• [What needs to be done]: All lines with the word "smiling" are to be found and copied from the listing.

☆ ☆ ☆ ☆ ☆ ☆ ☆

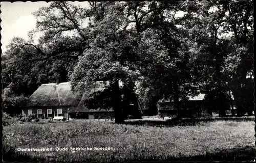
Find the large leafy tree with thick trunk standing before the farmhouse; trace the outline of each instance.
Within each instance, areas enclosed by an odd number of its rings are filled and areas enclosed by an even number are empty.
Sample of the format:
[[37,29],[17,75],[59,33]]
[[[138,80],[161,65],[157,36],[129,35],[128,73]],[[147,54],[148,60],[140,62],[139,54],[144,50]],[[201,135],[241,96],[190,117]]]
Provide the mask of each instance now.
[[[163,29],[164,25],[161,23],[164,21],[159,21],[159,19],[165,18],[163,14],[167,9],[170,10],[178,5],[177,3],[158,2],[115,3],[111,10],[104,10],[106,12],[104,18],[97,24],[92,23],[95,24],[92,34],[95,38],[92,38],[90,50],[86,50],[77,65],[77,72],[74,71],[72,74],[74,84],[78,81],[86,85],[97,80],[114,81],[115,99],[118,100],[120,99],[117,89],[118,80],[123,80],[125,83],[126,80],[132,79],[135,82],[139,76],[144,76],[140,79],[147,78],[154,83],[157,78],[153,74],[162,71],[163,75],[166,72],[164,84],[167,87],[169,83],[167,80],[170,78],[168,75],[173,73],[172,67],[175,66],[171,63],[175,58],[172,52],[176,48],[172,45],[175,44],[175,38],[170,37],[168,33],[169,47],[167,49],[164,45],[166,40],[161,39],[161,35],[165,35],[168,29]],[[171,23],[165,25],[169,25],[169,29],[174,28]],[[154,30],[154,28],[162,28],[165,33],[159,35],[160,30]],[[168,55],[167,50],[169,50]],[[82,72],[90,73],[78,75]],[[159,88],[161,80],[158,78],[157,81]],[[81,87],[79,85],[74,89]],[[115,107],[116,110],[118,110],[117,107],[118,105]],[[122,109],[117,115],[120,114],[122,114]],[[119,123],[118,119],[116,121]]]

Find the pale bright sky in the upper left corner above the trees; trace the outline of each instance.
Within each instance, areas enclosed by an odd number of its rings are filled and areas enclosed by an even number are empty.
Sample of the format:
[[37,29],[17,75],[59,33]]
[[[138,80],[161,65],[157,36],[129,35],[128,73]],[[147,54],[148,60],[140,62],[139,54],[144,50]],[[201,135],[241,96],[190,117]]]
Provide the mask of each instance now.
[[[74,2],[76,5],[86,7],[87,2]],[[1,2],[1,43],[2,52],[13,37],[27,39],[28,32],[35,29],[36,19],[32,12],[40,7],[49,6],[47,2]]]

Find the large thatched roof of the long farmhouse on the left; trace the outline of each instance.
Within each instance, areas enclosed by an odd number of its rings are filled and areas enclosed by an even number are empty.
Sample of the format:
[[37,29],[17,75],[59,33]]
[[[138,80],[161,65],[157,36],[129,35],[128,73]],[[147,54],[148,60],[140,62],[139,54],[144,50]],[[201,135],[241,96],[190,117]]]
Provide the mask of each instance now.
[[[106,83],[108,85],[108,83]],[[29,98],[24,105],[25,107],[38,107],[38,106],[70,106],[70,113],[77,112],[105,112],[106,110],[97,109],[89,110],[84,106],[84,101],[95,91],[101,91],[106,86],[103,82],[96,82],[92,89],[83,94],[77,92],[72,93],[71,85],[69,83],[60,84],[42,84]],[[119,82],[119,86],[122,84]],[[113,112],[113,110],[110,110]]]

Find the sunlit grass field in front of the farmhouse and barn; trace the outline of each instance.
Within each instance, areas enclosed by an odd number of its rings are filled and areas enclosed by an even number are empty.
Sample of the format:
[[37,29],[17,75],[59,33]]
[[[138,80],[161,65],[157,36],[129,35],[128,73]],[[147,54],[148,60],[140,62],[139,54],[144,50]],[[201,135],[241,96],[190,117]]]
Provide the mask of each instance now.
[[[3,129],[4,161],[245,161],[253,160],[253,119],[24,123]],[[17,148],[53,148],[19,152]],[[109,151],[56,151],[56,147],[115,147]]]

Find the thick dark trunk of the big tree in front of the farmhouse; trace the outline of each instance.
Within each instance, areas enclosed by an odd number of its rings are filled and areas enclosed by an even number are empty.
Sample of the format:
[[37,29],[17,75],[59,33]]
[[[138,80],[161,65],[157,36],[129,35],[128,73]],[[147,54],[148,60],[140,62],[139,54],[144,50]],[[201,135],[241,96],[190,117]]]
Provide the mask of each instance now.
[[115,123],[124,123],[123,109],[121,105],[121,93],[119,90],[118,79],[113,80],[113,97],[114,97],[114,113],[115,113]]

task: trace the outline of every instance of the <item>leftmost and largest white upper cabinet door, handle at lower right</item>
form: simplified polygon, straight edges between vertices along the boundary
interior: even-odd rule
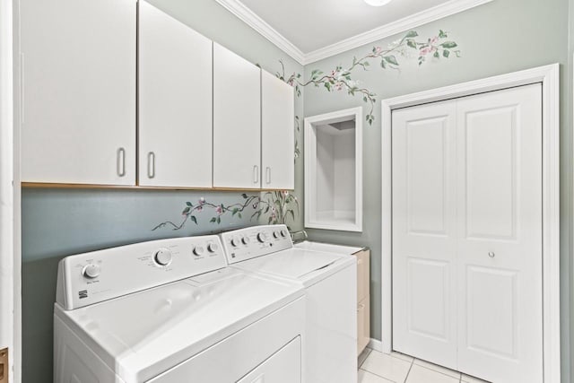
[[[135,0],[22,0],[22,181],[135,184]]]

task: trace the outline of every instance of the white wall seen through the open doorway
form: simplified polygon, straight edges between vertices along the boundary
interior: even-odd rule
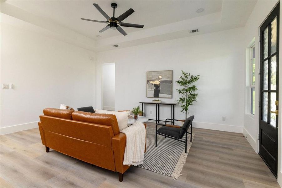
[[[103,109],[115,110],[115,64],[103,64]]]

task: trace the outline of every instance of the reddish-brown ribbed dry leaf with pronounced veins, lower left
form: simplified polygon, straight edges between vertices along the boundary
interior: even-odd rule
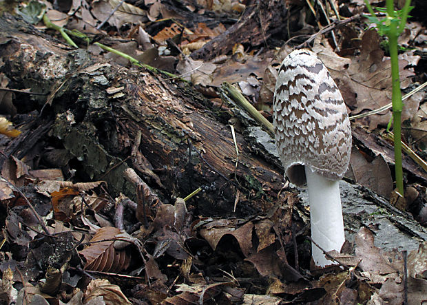
[[[103,227],[96,231],[89,246],[79,251],[86,259],[84,269],[92,271],[119,272],[127,269],[130,255],[125,250],[117,251],[114,248],[116,235],[121,231],[114,227]]]

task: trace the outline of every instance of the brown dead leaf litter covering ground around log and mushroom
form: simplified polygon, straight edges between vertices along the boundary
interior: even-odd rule
[[[73,0],[69,6],[56,3],[56,7],[44,2],[52,21],[61,26],[67,24],[70,30],[99,34],[96,25],[106,21],[108,32],[102,34],[111,36],[112,48],[147,65],[177,72],[202,93],[207,92],[203,87],[215,90],[225,81],[236,83],[265,116],[271,114],[277,66],[292,50],[289,44],[280,50],[262,50],[233,41],[238,51],[221,54],[225,56],[221,59],[196,61],[189,57],[207,41],[226,32],[225,24],[242,12],[246,2],[184,1],[185,8],[174,12],[169,1],[127,1],[114,14],[112,10],[119,2],[116,0]],[[307,17],[310,12],[304,1],[286,2],[288,8],[300,9],[299,16],[291,16],[298,25],[291,26],[290,32],[313,34],[317,24]],[[343,15],[363,10],[364,2],[360,0],[340,6]],[[228,23],[217,21],[213,25],[208,11],[217,17],[229,14],[228,20],[222,19]],[[203,22],[185,22],[183,14],[189,12],[198,14]],[[410,21],[400,38],[399,43],[406,48],[419,51],[400,54],[403,90],[426,81],[425,75],[423,78],[417,72],[419,54],[426,50],[425,26]],[[375,30],[361,27],[362,23],[356,23],[340,28],[339,52],[326,35],[317,35],[312,46],[340,87],[349,114],[353,115],[390,102],[390,61],[381,47],[381,37]],[[94,56],[101,54],[108,61],[129,65],[120,56],[96,48],[90,50]],[[6,87],[10,80],[1,75],[2,86]],[[118,88],[109,90],[110,94],[120,94]],[[215,105],[216,96],[208,97]],[[12,94],[1,92],[0,100],[6,114],[16,114]],[[424,100],[425,91],[411,96],[405,102],[403,114],[406,141],[421,156],[426,156]],[[388,169],[393,166],[393,159],[383,153],[384,144],[377,133],[387,125],[390,114],[386,110],[355,121],[362,132],[357,136],[357,147],[353,147],[348,172],[349,178],[384,198],[390,198],[393,191],[393,177]],[[3,125],[3,134],[17,136],[8,120],[4,119]],[[65,160],[64,165],[70,159]],[[417,208],[407,205],[406,209],[425,224],[422,213],[426,213],[426,173],[416,172],[410,165],[405,169],[408,176],[413,175],[420,182],[411,186],[415,190],[413,198],[407,198],[409,203],[417,202]],[[6,302],[402,304],[406,297],[408,304],[426,302],[427,242],[422,239],[419,248],[408,253],[383,250],[375,246],[373,231],[362,227],[347,254],[331,253],[342,262],[342,268],[335,273],[311,272],[307,264],[309,247],[301,242],[306,222],[303,215],[293,212],[299,204],[295,193],[283,191],[278,204],[265,215],[249,219],[206,218],[187,211],[186,202],[180,198],[175,204],[163,203],[148,185],[140,189],[136,202],[125,196],[114,201],[108,197],[103,182],[64,182],[61,172],[62,169],[42,172],[37,163],[26,164],[15,157],[3,164],[0,198],[3,210],[7,211],[3,235],[8,247],[0,253],[0,293]],[[146,172],[161,185],[152,169]],[[17,191],[18,187],[34,204],[33,209]],[[119,205],[123,209],[119,210]],[[415,213],[416,210],[419,211]],[[44,237],[36,214],[47,227]],[[134,226],[129,235],[123,228],[129,228],[132,222],[139,226]],[[43,293],[45,284],[37,284],[39,280],[47,283],[54,271],[61,272],[61,295],[57,291],[52,295]],[[112,284],[101,278],[90,280],[92,275],[118,276],[112,277],[116,283]]]

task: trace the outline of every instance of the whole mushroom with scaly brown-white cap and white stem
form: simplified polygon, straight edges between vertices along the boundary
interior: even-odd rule
[[[273,126],[285,175],[308,188],[313,262],[334,264],[314,242],[340,251],[345,241],[338,182],[350,161],[351,127],[340,90],[315,53],[295,50],[280,65]]]

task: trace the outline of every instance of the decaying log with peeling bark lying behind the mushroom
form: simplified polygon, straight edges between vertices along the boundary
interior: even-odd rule
[[[237,111],[233,107],[225,112],[185,83],[94,59],[14,17],[0,17],[0,45],[0,72],[10,78],[9,87],[50,94],[25,103],[35,102],[34,109],[40,111],[49,102],[33,124],[41,118],[54,120],[48,135],[59,141],[56,149],[68,151],[81,178],[105,180],[113,196],[134,198],[135,186],[124,174],[132,167],[160,200],[171,203],[202,187],[203,192],[187,202],[198,215],[244,217],[266,212],[277,202],[283,186],[280,162],[271,137],[251,126],[251,118],[239,117],[236,167],[227,126]],[[347,238],[356,227],[375,223],[373,231],[393,226],[404,236],[390,247],[427,240],[426,229],[408,214],[398,213],[384,200],[364,200],[369,209],[362,209],[355,197],[363,198],[364,190],[346,187],[344,223],[353,226]],[[352,199],[346,200],[351,192]],[[299,210],[301,216],[308,215],[305,212]]]

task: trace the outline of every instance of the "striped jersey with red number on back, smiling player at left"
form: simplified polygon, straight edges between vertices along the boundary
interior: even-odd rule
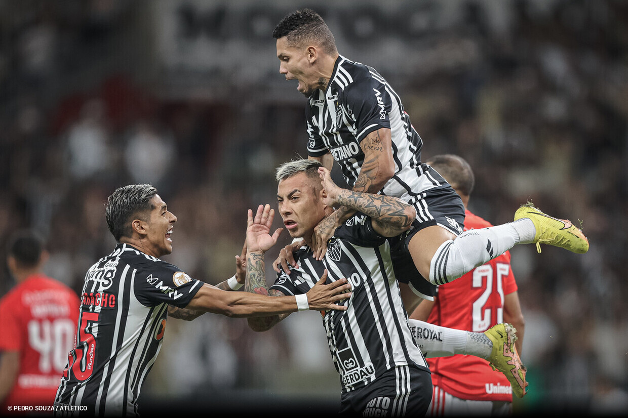
[[[175,265],[118,244],[85,274],[75,348],[55,405],[82,415],[133,416],[161,348],[168,304],[185,308],[203,282]]]

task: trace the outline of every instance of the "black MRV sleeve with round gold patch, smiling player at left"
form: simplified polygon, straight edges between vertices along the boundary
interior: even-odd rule
[[[153,262],[138,269],[135,276],[135,295],[144,306],[161,303],[185,308],[203,286],[203,282],[188,276],[176,265]]]

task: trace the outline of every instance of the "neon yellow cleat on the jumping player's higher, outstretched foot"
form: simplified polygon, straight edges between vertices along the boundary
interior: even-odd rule
[[[521,218],[529,218],[534,223],[536,228],[534,243],[538,252],[541,252],[541,244],[554,245],[578,254],[588,251],[587,237],[569,220],[546,215],[532,203],[522,205],[514,213],[514,220]]]

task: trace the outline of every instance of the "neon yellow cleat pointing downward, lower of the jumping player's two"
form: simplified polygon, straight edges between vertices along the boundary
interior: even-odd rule
[[[517,330],[508,323],[501,323],[490,327],[484,331],[484,335],[489,337],[493,343],[493,350],[490,353],[490,367],[493,370],[504,373],[512,386],[512,393],[522,398],[526,394],[526,367],[521,363],[517,348],[514,342],[517,341]]]

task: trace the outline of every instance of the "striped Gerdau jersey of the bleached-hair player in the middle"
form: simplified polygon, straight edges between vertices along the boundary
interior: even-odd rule
[[[352,296],[340,304],[347,311],[327,311],[323,326],[329,350],[340,373],[342,390],[363,387],[395,366],[417,365],[428,370],[408,324],[393,272],[389,242],[372,228],[371,218],[357,213],[336,229],[323,260],[310,247],[295,254],[299,268],[277,275],[271,289],[303,294],[328,271],[327,282],[346,277]]]

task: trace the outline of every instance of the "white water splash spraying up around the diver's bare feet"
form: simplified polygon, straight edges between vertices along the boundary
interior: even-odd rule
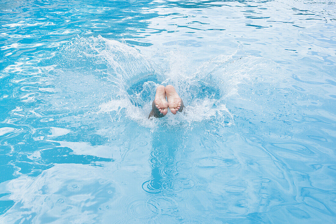
[[[146,51],[142,48],[140,52],[126,43],[100,35],[88,39],[77,37],[76,43],[84,46],[86,57],[108,66],[107,78],[113,83],[109,93],[111,99],[99,105],[97,114],[107,113],[112,120],[119,121],[123,117],[123,122],[132,120],[152,128],[162,125],[162,122],[176,125],[209,119],[216,119],[218,125],[234,124],[234,116],[226,107],[227,101],[241,98],[242,85],[250,85],[258,78],[263,82],[269,79],[271,76],[265,76],[265,72],[260,77],[260,71],[271,72],[275,67],[270,60],[246,54],[242,47],[233,54],[217,55],[196,63],[191,55],[180,50],[160,52],[158,56],[152,49],[145,48]],[[146,81],[150,77],[157,79],[158,83]],[[139,80],[145,81],[143,90],[130,96],[129,88]],[[186,106],[183,114],[170,116],[168,112],[166,119],[148,119],[159,84],[174,85]],[[204,86],[209,87],[210,92],[200,98]],[[142,98],[143,93],[149,94],[150,98]]]

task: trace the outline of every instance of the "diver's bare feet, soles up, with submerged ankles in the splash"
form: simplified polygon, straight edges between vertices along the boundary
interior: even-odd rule
[[[149,117],[163,117],[167,114],[168,108],[173,114],[176,114],[178,111],[181,112],[183,107],[183,101],[178,96],[174,86],[167,85],[165,87],[159,85],[156,89],[155,99]]]

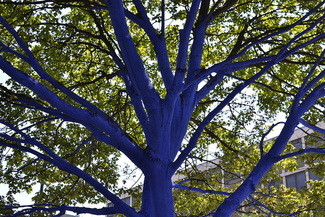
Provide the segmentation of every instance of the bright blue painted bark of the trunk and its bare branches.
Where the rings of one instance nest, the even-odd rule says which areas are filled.
[[[299,19],[297,22],[279,30],[276,33],[270,34],[254,43],[247,45],[238,54],[203,70],[201,69],[201,62],[204,51],[203,45],[206,30],[208,24],[212,22],[211,19],[216,16],[216,14],[204,13],[203,11],[206,5],[201,4],[201,10],[199,10],[201,1],[193,1],[184,28],[179,32],[180,40],[175,75],[173,75],[171,70],[165,38],[160,37],[156,33],[156,30],[153,28],[148,16],[146,15],[141,1],[134,2],[138,15],[126,11],[123,8],[122,1],[105,1],[107,5],[105,10],[107,10],[110,14],[112,25],[115,30],[115,37],[124,61],[123,64],[116,64],[121,68],[121,75],[125,82],[128,96],[131,97],[131,103],[134,106],[137,117],[144,130],[147,141],[146,149],[141,149],[137,144],[131,141],[126,133],[124,133],[117,123],[115,123],[105,112],[85,99],[79,97],[73,91],[64,87],[53,77],[47,74],[34,56],[32,56],[32,53],[28,50],[28,47],[19,38],[14,28],[12,28],[4,19],[0,17],[0,22],[13,35],[16,42],[19,44],[20,48],[24,50],[27,56],[24,56],[17,51],[4,46],[4,43],[1,44],[1,51],[10,52],[16,55],[18,58],[25,60],[27,64],[34,68],[42,79],[45,79],[52,84],[54,88],[60,90],[63,94],[70,97],[70,99],[87,109],[81,109],[69,104],[66,100],[60,98],[53,91],[39,83],[34,78],[31,78],[26,73],[16,69],[12,64],[8,63],[4,57],[1,56],[0,69],[20,85],[29,88],[35,94],[40,96],[40,98],[51,105],[53,109],[42,107],[42,105],[34,101],[23,100],[20,102],[35,108],[37,107],[40,111],[46,112],[49,115],[53,115],[57,118],[80,123],[89,129],[96,139],[112,145],[123,152],[143,171],[145,175],[142,209],[140,212],[137,212],[134,208],[123,203],[116,195],[104,188],[103,184],[95,180],[89,174],[77,168],[70,162],[60,158],[44,144],[41,144],[39,141],[36,141],[36,139],[24,134],[18,128],[0,120],[0,123],[6,125],[17,134],[21,135],[23,139],[13,138],[4,133],[0,133],[0,137],[4,138],[5,140],[11,140],[21,144],[33,144],[40,150],[43,150],[47,156],[44,156],[40,151],[25,147],[23,145],[13,145],[5,141],[0,141],[1,145],[29,152],[37,156],[39,159],[47,161],[63,171],[77,175],[89,183],[94,189],[96,189],[96,191],[100,192],[108,200],[114,203],[114,207],[103,209],[56,206],[51,209],[43,208],[44,210],[57,210],[61,211],[61,213],[64,213],[65,211],[76,211],[78,213],[92,214],[122,213],[126,216],[173,217],[175,216],[175,210],[172,189],[179,188],[189,191],[198,191],[201,193],[223,194],[229,196],[219,207],[215,207],[216,212],[213,216],[230,216],[244,200],[250,197],[250,195],[255,191],[258,181],[262,179],[262,177],[276,162],[308,152],[316,152],[321,154],[325,153],[325,151],[321,149],[309,148],[281,156],[281,152],[284,150],[298,124],[300,122],[307,123],[304,122],[301,117],[311,106],[316,103],[319,98],[325,96],[324,83],[321,83],[312,89],[312,87],[325,76],[325,71],[322,71],[314,78],[314,80],[309,80],[314,72],[313,69],[320,63],[320,60],[324,56],[324,51],[321,54],[321,57],[315,63],[314,68],[310,71],[310,74],[303,83],[303,86],[300,87],[300,90],[293,101],[290,114],[284,124],[281,134],[276,139],[270,151],[267,153],[264,153],[263,143],[261,143],[261,159],[234,193],[217,191],[208,192],[207,190],[184,187],[180,184],[173,185],[171,181],[172,175],[176,172],[176,170],[179,169],[179,167],[188,157],[189,153],[196,147],[203,131],[213,120],[213,118],[215,118],[216,115],[218,115],[222,109],[225,108],[225,106],[232,102],[247,86],[264,76],[272,67],[280,63],[280,61],[295,53],[300,48],[306,47],[307,45],[312,44],[314,41],[323,38],[325,34],[320,33],[313,39],[288,51],[288,48],[293,45],[297,39],[308,33],[318,23],[323,21],[325,19],[325,15],[320,17],[313,25],[306,28],[306,30],[290,40],[275,55],[241,61],[240,63],[233,62],[233,60],[242,57],[252,46],[262,43],[272,37],[278,36],[279,34],[301,24],[309,15],[314,13],[322,4],[324,4],[324,2],[322,2],[315,9],[311,10],[306,14],[306,16]],[[235,4],[236,1],[227,2],[234,2]],[[229,4],[227,3],[224,9],[232,6]],[[198,12],[198,19],[196,20],[195,18]],[[153,49],[157,56],[159,70],[164,80],[167,92],[164,99],[158,94],[158,91],[154,88],[154,85],[151,83],[146,73],[143,61],[137,51],[131,34],[129,33],[125,17],[133,20],[140,27],[142,27],[153,44]],[[193,42],[188,54],[189,39],[192,30]],[[238,84],[228,96],[225,96],[217,106],[211,109],[209,114],[205,116],[205,118],[200,122],[198,128],[194,131],[193,135],[188,141],[188,144],[186,144],[186,147],[177,156],[184,136],[186,135],[191,115],[198,103],[205,96],[207,96],[209,92],[225,78],[226,75],[241,69],[245,69],[249,65],[253,64],[261,64],[263,67],[261,67],[261,70],[256,72],[255,75]],[[199,83],[212,73],[215,73],[216,75],[214,75],[214,77],[198,91]],[[324,133],[324,131],[321,129],[314,128],[314,130],[319,130],[321,133]],[[35,210],[40,209],[42,208],[35,205],[31,210],[34,212]]]

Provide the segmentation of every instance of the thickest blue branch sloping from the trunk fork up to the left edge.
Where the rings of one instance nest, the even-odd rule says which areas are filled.
[[[24,85],[30,90],[34,91],[40,96],[42,100],[48,102],[50,105],[56,108],[58,111],[56,116],[59,117],[60,114],[70,116],[76,122],[83,122],[85,126],[88,127],[88,129],[89,127],[93,126],[93,129],[89,129],[90,131],[94,129],[100,129],[100,131],[108,134],[111,139],[115,141],[114,143],[118,144],[118,149],[125,153],[127,157],[133,159],[135,163],[140,163],[141,158],[139,158],[139,156],[143,154],[141,148],[138,145],[133,144],[112,119],[103,119],[103,117],[98,115],[98,113],[71,106],[66,101],[62,100],[57,95],[55,95],[48,88],[40,84],[37,80],[32,79],[27,74],[15,69],[5,59],[3,59],[3,57],[0,57],[0,63],[0,69],[6,72],[10,77],[12,77],[21,85]],[[30,101],[28,101],[28,103],[30,103]],[[39,107],[40,109],[42,108],[42,106],[40,106],[39,104],[35,104],[36,102],[32,103],[34,103],[36,107]],[[50,114],[51,113],[53,114],[53,110],[50,110]],[[134,153],[136,152],[138,154],[135,155]]]

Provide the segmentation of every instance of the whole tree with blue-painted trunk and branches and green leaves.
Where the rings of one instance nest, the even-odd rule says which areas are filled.
[[[316,127],[325,96],[324,3],[1,2],[0,69],[11,78],[0,86],[7,162],[0,181],[10,188],[2,212],[175,216],[173,188],[216,195],[202,216],[231,216],[245,201],[266,214],[322,212],[275,211],[254,193],[275,164],[325,153],[321,144],[288,145],[299,123],[324,133]],[[266,145],[280,111],[281,133]],[[220,168],[241,171],[241,184],[234,191],[173,184],[209,145],[218,147]],[[120,152],[144,174],[140,210],[113,194]],[[46,188],[34,205],[19,206],[14,195],[35,183]],[[105,200],[114,206],[74,206]]]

☆ ☆ ☆ ☆ ☆ ☆ ☆

• [Answer to this problem]:
task: trace the outline of every instance of the "striped jersey with red number on back, smiling player at left"
task: trace the outline of every instance of the "black MRV sleeve with round gold patch, smiling player at left"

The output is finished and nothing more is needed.